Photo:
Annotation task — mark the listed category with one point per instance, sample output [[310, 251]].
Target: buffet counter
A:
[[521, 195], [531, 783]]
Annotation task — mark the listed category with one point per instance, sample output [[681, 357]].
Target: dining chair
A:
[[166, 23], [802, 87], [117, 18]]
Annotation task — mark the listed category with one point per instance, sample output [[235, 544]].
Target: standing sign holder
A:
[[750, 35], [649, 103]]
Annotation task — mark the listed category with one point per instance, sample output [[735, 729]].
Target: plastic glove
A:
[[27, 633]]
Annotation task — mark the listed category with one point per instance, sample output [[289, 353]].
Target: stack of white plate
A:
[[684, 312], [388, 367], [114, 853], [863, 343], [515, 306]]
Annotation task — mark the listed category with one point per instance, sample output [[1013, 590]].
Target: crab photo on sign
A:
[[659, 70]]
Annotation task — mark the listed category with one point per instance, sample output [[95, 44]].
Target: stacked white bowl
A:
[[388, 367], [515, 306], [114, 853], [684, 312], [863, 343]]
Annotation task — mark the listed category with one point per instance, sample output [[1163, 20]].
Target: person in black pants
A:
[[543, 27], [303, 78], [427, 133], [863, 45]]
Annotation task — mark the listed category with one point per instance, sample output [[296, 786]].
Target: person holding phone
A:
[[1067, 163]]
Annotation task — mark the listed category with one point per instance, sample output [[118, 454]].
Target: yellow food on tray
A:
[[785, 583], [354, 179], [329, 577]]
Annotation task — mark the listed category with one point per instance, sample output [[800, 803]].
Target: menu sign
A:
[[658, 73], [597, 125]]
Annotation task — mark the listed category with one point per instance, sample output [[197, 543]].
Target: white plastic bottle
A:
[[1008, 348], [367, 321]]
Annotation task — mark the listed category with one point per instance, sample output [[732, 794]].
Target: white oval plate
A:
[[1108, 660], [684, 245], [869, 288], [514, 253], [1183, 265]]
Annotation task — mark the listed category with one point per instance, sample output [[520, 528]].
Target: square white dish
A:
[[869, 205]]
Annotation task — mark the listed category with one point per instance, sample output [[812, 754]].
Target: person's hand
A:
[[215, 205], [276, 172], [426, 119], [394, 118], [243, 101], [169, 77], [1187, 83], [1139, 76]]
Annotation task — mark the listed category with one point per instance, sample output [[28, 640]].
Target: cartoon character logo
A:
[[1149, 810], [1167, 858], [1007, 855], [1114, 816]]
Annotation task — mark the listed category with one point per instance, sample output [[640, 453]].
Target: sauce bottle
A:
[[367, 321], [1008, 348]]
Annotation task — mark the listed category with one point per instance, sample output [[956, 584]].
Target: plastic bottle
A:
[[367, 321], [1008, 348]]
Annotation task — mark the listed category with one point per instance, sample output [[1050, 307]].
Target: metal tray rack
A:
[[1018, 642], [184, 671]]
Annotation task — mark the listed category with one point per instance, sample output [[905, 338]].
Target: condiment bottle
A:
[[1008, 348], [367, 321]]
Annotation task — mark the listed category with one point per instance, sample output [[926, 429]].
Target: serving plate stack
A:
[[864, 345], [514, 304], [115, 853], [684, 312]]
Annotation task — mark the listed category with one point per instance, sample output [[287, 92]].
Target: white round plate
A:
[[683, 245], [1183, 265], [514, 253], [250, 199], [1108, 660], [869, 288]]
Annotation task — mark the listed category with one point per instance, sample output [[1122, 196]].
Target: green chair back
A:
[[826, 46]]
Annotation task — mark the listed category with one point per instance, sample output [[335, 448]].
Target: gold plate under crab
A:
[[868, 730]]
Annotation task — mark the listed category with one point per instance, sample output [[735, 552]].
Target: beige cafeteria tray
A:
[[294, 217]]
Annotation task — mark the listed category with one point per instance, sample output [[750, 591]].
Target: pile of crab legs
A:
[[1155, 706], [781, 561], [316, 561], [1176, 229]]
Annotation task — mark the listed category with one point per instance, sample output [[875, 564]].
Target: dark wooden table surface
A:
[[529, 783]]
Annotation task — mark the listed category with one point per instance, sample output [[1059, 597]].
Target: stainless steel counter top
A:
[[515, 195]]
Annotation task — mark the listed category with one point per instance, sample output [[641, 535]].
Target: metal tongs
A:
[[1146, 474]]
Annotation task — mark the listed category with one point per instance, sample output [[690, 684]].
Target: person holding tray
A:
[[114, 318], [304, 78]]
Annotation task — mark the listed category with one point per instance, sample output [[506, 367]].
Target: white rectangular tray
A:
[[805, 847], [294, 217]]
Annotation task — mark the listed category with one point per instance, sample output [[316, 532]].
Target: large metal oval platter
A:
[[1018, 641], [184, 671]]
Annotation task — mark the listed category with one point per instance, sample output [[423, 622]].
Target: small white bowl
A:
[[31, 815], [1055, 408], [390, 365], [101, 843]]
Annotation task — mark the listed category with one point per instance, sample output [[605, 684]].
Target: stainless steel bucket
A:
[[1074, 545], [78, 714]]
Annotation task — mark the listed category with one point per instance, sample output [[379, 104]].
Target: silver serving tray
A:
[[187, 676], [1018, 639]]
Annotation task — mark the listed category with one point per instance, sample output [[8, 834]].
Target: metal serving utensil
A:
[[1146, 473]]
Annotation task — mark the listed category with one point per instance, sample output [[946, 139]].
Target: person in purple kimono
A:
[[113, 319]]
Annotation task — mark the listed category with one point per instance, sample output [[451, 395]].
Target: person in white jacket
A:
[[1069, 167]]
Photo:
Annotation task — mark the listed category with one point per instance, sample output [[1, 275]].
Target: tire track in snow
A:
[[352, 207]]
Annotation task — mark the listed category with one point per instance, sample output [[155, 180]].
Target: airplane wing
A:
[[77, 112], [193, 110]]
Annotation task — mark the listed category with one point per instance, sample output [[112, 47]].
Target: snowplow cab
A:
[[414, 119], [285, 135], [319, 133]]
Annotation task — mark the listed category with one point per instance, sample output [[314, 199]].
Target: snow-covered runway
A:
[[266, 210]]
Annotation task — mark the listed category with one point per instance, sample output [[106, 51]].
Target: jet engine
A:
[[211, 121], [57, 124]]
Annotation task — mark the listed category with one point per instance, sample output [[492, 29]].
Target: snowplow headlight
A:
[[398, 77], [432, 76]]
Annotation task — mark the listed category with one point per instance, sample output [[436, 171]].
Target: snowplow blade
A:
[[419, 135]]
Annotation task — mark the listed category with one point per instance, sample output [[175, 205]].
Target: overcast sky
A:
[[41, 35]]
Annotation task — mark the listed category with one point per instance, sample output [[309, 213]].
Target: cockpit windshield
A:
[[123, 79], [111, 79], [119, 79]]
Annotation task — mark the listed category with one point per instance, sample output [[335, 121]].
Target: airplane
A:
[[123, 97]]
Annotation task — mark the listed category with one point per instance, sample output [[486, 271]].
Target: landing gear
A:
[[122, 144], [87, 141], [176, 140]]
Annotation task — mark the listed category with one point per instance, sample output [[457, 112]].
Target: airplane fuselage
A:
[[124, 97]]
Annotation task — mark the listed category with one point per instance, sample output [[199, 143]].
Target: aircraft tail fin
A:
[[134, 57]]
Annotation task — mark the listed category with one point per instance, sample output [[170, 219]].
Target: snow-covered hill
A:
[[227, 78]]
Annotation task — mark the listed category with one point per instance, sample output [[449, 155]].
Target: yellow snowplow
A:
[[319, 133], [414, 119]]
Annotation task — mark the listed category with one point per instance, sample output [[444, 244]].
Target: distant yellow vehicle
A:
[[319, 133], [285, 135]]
☆ ☆ ☆ ☆ ☆ ☆ ☆
Exercise »
Across the entries, each line containing the word "oval" is to be counted once; the total alone is to be given.

Answer below »
2